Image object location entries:
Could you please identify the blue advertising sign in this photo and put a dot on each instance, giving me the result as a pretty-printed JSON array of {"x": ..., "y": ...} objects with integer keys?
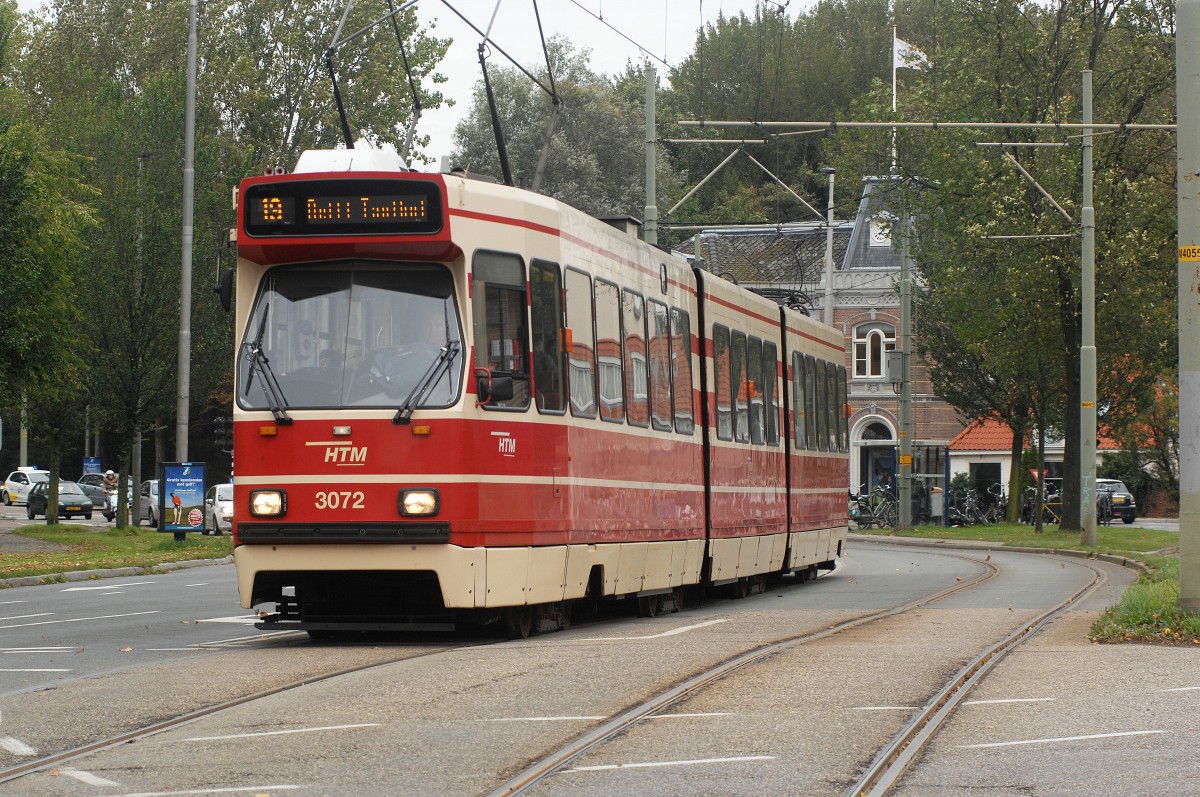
[{"x": 181, "y": 497}]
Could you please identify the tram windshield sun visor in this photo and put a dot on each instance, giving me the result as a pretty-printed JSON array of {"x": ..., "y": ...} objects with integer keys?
[{"x": 353, "y": 334}]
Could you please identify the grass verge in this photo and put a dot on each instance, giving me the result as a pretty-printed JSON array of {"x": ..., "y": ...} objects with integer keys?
[
  {"x": 1149, "y": 611},
  {"x": 112, "y": 547}
]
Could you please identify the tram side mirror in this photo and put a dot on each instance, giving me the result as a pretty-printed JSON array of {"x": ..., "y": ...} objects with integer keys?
[
  {"x": 491, "y": 388},
  {"x": 223, "y": 288}
]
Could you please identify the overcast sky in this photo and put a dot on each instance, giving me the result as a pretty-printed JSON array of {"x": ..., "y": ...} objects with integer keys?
[{"x": 665, "y": 28}]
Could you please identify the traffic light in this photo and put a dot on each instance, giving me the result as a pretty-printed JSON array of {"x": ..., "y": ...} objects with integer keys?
[{"x": 222, "y": 433}]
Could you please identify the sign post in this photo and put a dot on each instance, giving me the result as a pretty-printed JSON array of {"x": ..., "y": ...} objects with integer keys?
[{"x": 181, "y": 498}]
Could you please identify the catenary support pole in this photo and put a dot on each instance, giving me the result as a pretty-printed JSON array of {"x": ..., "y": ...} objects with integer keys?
[
  {"x": 183, "y": 402},
  {"x": 651, "y": 231},
  {"x": 1087, "y": 349},
  {"x": 829, "y": 297},
  {"x": 1187, "y": 93},
  {"x": 905, "y": 461}
]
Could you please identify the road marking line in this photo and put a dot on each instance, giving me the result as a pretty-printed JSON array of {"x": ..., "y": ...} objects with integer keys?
[
  {"x": 47, "y": 648},
  {"x": 16, "y": 745},
  {"x": 298, "y": 730},
  {"x": 25, "y": 616},
  {"x": 87, "y": 777},
  {"x": 78, "y": 619},
  {"x": 672, "y": 763},
  {"x": 539, "y": 719},
  {"x": 227, "y": 790},
  {"x": 688, "y": 715},
  {"x": 655, "y": 636},
  {"x": 1059, "y": 738},
  {"x": 1009, "y": 700},
  {"x": 245, "y": 619}
]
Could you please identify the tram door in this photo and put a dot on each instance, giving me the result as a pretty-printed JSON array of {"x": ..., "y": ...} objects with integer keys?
[{"x": 499, "y": 319}]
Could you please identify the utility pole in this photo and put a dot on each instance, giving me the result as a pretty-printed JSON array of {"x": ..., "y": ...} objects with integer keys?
[
  {"x": 904, "y": 469},
  {"x": 1087, "y": 349},
  {"x": 184, "y": 363},
  {"x": 651, "y": 231},
  {"x": 828, "y": 298},
  {"x": 1187, "y": 97}
]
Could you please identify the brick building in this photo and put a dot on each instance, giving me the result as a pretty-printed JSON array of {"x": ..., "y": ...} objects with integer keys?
[{"x": 787, "y": 263}]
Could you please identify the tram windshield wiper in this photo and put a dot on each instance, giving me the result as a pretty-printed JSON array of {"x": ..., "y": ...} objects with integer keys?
[
  {"x": 430, "y": 378},
  {"x": 259, "y": 364}
]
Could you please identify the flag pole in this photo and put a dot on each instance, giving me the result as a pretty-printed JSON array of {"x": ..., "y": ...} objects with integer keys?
[{"x": 893, "y": 97}]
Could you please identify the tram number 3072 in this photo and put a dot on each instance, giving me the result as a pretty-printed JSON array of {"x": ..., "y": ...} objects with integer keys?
[{"x": 346, "y": 499}]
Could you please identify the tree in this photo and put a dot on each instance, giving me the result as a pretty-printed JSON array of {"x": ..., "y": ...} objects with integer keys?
[
  {"x": 598, "y": 151},
  {"x": 1017, "y": 63}
]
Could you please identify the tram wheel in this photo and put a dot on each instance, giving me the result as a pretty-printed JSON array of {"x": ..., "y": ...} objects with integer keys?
[{"x": 517, "y": 622}]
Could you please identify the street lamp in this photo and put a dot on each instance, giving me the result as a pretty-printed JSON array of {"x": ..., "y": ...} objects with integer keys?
[{"x": 828, "y": 298}]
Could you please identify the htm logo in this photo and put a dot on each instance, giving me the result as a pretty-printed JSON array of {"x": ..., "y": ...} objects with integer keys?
[
  {"x": 346, "y": 454},
  {"x": 508, "y": 444}
]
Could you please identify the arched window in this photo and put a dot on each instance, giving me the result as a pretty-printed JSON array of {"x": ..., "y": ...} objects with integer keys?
[{"x": 871, "y": 343}]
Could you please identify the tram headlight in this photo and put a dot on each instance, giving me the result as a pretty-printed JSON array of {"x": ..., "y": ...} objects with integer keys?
[
  {"x": 268, "y": 503},
  {"x": 419, "y": 502}
]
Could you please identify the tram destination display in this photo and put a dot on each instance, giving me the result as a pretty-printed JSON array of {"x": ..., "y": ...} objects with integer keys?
[{"x": 351, "y": 207}]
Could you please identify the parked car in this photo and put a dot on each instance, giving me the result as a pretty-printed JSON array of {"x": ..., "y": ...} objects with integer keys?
[
  {"x": 72, "y": 501},
  {"x": 97, "y": 480},
  {"x": 99, "y": 499},
  {"x": 1122, "y": 502},
  {"x": 219, "y": 509},
  {"x": 16, "y": 486},
  {"x": 149, "y": 502}
]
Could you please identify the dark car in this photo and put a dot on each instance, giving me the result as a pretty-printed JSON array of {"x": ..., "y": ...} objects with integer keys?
[
  {"x": 99, "y": 499},
  {"x": 1120, "y": 498},
  {"x": 72, "y": 501}
]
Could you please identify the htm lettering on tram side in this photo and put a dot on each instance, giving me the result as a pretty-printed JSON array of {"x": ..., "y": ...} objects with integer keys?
[{"x": 346, "y": 454}]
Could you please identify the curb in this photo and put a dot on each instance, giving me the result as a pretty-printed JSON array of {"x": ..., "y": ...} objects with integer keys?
[
  {"x": 924, "y": 541},
  {"x": 111, "y": 573}
]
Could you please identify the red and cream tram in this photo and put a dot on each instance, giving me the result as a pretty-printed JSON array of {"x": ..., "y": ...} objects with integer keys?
[{"x": 461, "y": 400}]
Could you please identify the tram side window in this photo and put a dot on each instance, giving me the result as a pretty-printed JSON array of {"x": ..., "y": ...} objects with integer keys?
[
  {"x": 799, "y": 401},
  {"x": 832, "y": 425},
  {"x": 612, "y": 388},
  {"x": 660, "y": 366},
  {"x": 549, "y": 359},
  {"x": 501, "y": 327},
  {"x": 581, "y": 358},
  {"x": 681, "y": 370},
  {"x": 637, "y": 397},
  {"x": 754, "y": 390},
  {"x": 741, "y": 388},
  {"x": 723, "y": 385},
  {"x": 843, "y": 421},
  {"x": 769, "y": 397},
  {"x": 817, "y": 397}
]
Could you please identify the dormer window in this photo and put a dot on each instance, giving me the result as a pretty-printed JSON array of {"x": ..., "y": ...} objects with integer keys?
[{"x": 871, "y": 343}]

**What you are asked to do**: Swap every "pretty-printed" in the entries above for "indented" and write out all the entries again with nothing else changed. Leave out the picture lines.

**Task response**:
Could you please identify the blue advertising sign in this photo and put a dot on each instance, giving me the result as a indented JSON array of {"x": ..., "y": ...} objects with integer keys?
[{"x": 181, "y": 497}]
Could you please identify the tram windshield sun visor in this photo and put a dot on each instance, giving me the result as a indented JSON array of {"x": ..., "y": ...} objects with integer keys?
[{"x": 353, "y": 334}]
Could you please identify the grass verge in this photo and put a dot on each instance, giving me the result as a indented JSON array of {"x": ..., "y": ...} objects with integer keys?
[
  {"x": 1149, "y": 611},
  {"x": 112, "y": 547}
]
Could you please identify the tram side mirror in this photo and put a dot on each instance, giving me the result as a indented JSON array of {"x": ..., "y": ...} objects with integer keys?
[
  {"x": 491, "y": 388},
  {"x": 223, "y": 288}
]
Could you please identify the overcast sky in this photo and put a dot on each instance, giving me the result as a indented JSON array of {"x": ..., "y": ...} objects with integer keys?
[{"x": 665, "y": 28}]
Could you please identify the traffic light in this photo and put a dot on each instance, giving me the result as a indented JSON array of {"x": ..., "y": ...} objects with integer keys?
[{"x": 222, "y": 433}]
Could you please identify the sign post in this photo and put a dot on each instance, giving me the result as a indented JSON array of {"x": ..., "y": ...} objects with integer keys?
[{"x": 181, "y": 498}]
Could you please identify the catenary support pole in this photo and put a dot on each instance, giving me the result as a indented JSON array of {"x": ..., "y": ...} objects with integer keys?
[
  {"x": 183, "y": 402},
  {"x": 651, "y": 231},
  {"x": 1087, "y": 349},
  {"x": 829, "y": 297},
  {"x": 1187, "y": 93},
  {"x": 905, "y": 461}
]
Could you please identify the road marking line in this photo and put a dot on each instance, giving me the result as a indented JSON array of {"x": ..., "y": ...} objects with integer keys?
[
  {"x": 47, "y": 648},
  {"x": 16, "y": 745},
  {"x": 298, "y": 730},
  {"x": 25, "y": 616},
  {"x": 87, "y": 777},
  {"x": 78, "y": 619},
  {"x": 672, "y": 763},
  {"x": 539, "y": 719},
  {"x": 227, "y": 790},
  {"x": 688, "y": 715},
  {"x": 655, "y": 636},
  {"x": 1059, "y": 738},
  {"x": 1009, "y": 700},
  {"x": 245, "y": 619}
]
Could you please identify the tram door in this photo and put a dot on each instance, giving me the result as a indented JSON array of {"x": ..., "y": ...} objects with integer keys?
[{"x": 499, "y": 319}]
Could you please identify the utility pole in this photo and put a dot on each instance, giving me the result as a indented JSON array of {"x": ..., "y": ...} objects with integer keys?
[
  {"x": 904, "y": 469},
  {"x": 1087, "y": 349},
  {"x": 184, "y": 363},
  {"x": 651, "y": 231},
  {"x": 828, "y": 298},
  {"x": 1187, "y": 97}
]
Could you please identify the brick building in this photo and put a dot on each instance, giving me the result as a indented JSON array of {"x": ..., "y": ...} objects with integer keys?
[{"x": 787, "y": 263}]
Could you please identify the tram windshield wiper in this photo and put a dot on each instance, giving me the result as a indented JSON array of {"x": ..., "y": ...} objects with integer keys?
[
  {"x": 430, "y": 378},
  {"x": 259, "y": 364}
]
Could you please identify the flag pole in this photo and put a dot on each instance, giving me the result as a indented JSON array of {"x": ..., "y": ...} objects with integer keys?
[{"x": 893, "y": 97}]
Could you please identify the tram number 3072 in this photo and put a dot on each instance, giving me the result as a indented JSON array of {"x": ..., "y": ...} objects with integer keys?
[{"x": 346, "y": 499}]
Could you please identify the tree in this photo and put a dot on each instance, giving me the result as a indented JSON array of {"x": ..., "y": ...} objects with integer keys?
[
  {"x": 598, "y": 151},
  {"x": 1017, "y": 63}
]
Could you please identify the tram wheel in this photo and put a dot on each instance, giving me the result as a indented JSON array of {"x": ..., "y": ...} objects with integer keys?
[{"x": 517, "y": 622}]
Could you please identify the street lamp in this photo and put a dot on each instance, giving me the result as a indented JSON array of {"x": ..., "y": ...} objects with integer keys?
[{"x": 828, "y": 298}]
Could you please identify the htm logo in this photo and put a dot on each instance, giving me the result as a indented JSON array of {"x": ..., "y": ...} objects with integer keys?
[
  {"x": 346, "y": 454},
  {"x": 508, "y": 444}
]
Could you please identify the arched window in this photo and put a dot on each instance, giving me the result as a indented JSON array of {"x": ..., "y": ...} objects with integer keys?
[{"x": 871, "y": 343}]
Could you please identify the tram headlight in this photo and put a dot on each instance, giving me the result as a indented JSON array of {"x": ..., "y": ...} objects with integer keys?
[
  {"x": 268, "y": 503},
  {"x": 419, "y": 502}
]
Could you please identify the tram destination display in this photo and put a dot on each instance, giving me the result as a indented JSON array of {"x": ..., "y": ...} objects with integer keys?
[{"x": 351, "y": 207}]
Could you please identify the parked car in this photo and put a dot on each instance, giving me the result as a indented JSON array of {"x": ..., "y": ...} objects with integer keys?
[
  {"x": 72, "y": 501},
  {"x": 97, "y": 480},
  {"x": 99, "y": 499},
  {"x": 1122, "y": 502},
  {"x": 219, "y": 509},
  {"x": 16, "y": 486},
  {"x": 149, "y": 502}
]
Could you please identify the dark car in this photo and put a dot on each instance, giving me the result as a indented JSON array of {"x": ..., "y": ...} objects with integer keys?
[
  {"x": 99, "y": 499},
  {"x": 1120, "y": 498},
  {"x": 72, "y": 501}
]
Could you please identify the htm lettering on tram side in this photo and put a dot on each instance, giving me the result as a indented JSON array of {"x": ..., "y": ...} objects with integer keys?
[{"x": 346, "y": 454}]
Could you please identify the curb in this photo and put a dot on each instance, giving me the result as a indented JSON array of {"x": ..., "y": ...} objects with integer keys?
[
  {"x": 924, "y": 541},
  {"x": 111, "y": 573}
]
Could you please identify the red and cream tram in this photo and put a dot on each instance, giving me the result as a indented JSON array of {"x": ..., "y": ...} objects with integer keys?
[{"x": 461, "y": 400}]
Could you please identify the tram side window in this photo and put a dot on each instance, giving me the result as a indented JSON array of {"x": ..., "y": ...} objects with integer keys?
[
  {"x": 799, "y": 401},
  {"x": 832, "y": 425},
  {"x": 612, "y": 388},
  {"x": 660, "y": 366},
  {"x": 549, "y": 359},
  {"x": 501, "y": 327},
  {"x": 581, "y": 358},
  {"x": 681, "y": 370},
  {"x": 637, "y": 397},
  {"x": 754, "y": 390},
  {"x": 741, "y": 388},
  {"x": 723, "y": 385},
  {"x": 843, "y": 421},
  {"x": 769, "y": 397},
  {"x": 817, "y": 397}
]
Could you please identify the dormer window in this photo and put a dot on each instance, giving me the result as a indented JSON array of {"x": ..., "y": ...} objects with integer keys?
[{"x": 871, "y": 343}]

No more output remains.